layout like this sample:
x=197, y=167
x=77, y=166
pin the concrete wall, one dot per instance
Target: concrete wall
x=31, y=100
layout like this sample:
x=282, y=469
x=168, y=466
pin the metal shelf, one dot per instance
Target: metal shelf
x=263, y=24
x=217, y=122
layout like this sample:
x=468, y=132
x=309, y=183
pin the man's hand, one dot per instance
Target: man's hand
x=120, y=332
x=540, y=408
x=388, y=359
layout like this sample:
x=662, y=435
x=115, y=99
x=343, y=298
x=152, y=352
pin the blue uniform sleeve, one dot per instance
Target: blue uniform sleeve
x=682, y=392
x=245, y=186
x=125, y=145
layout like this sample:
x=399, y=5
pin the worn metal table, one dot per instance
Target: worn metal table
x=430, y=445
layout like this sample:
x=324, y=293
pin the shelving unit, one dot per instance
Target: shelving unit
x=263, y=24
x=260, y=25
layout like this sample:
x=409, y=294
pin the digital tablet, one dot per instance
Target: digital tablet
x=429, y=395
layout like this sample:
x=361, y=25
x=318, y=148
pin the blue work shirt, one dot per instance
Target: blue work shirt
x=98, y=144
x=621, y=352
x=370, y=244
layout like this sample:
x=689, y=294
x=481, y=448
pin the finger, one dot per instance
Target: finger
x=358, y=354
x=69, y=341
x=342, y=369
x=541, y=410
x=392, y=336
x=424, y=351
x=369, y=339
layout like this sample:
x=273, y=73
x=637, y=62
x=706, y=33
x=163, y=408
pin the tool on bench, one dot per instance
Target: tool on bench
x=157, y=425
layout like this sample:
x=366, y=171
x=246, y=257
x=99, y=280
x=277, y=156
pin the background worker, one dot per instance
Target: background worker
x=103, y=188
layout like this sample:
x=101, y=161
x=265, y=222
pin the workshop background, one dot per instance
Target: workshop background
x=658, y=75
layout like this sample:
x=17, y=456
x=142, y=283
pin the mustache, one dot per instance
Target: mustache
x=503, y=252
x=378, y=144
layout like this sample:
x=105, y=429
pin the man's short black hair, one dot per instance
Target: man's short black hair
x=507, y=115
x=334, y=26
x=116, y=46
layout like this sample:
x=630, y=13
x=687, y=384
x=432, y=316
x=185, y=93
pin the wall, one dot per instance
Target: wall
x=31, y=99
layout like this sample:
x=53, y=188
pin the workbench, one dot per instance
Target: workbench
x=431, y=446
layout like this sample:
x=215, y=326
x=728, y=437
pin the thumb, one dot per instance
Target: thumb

+++

Problem requirements:
From the entries, copy every line in which the string "thumb" can be found.

The answer:
pin the thumb, one dot per instance
Target: thumb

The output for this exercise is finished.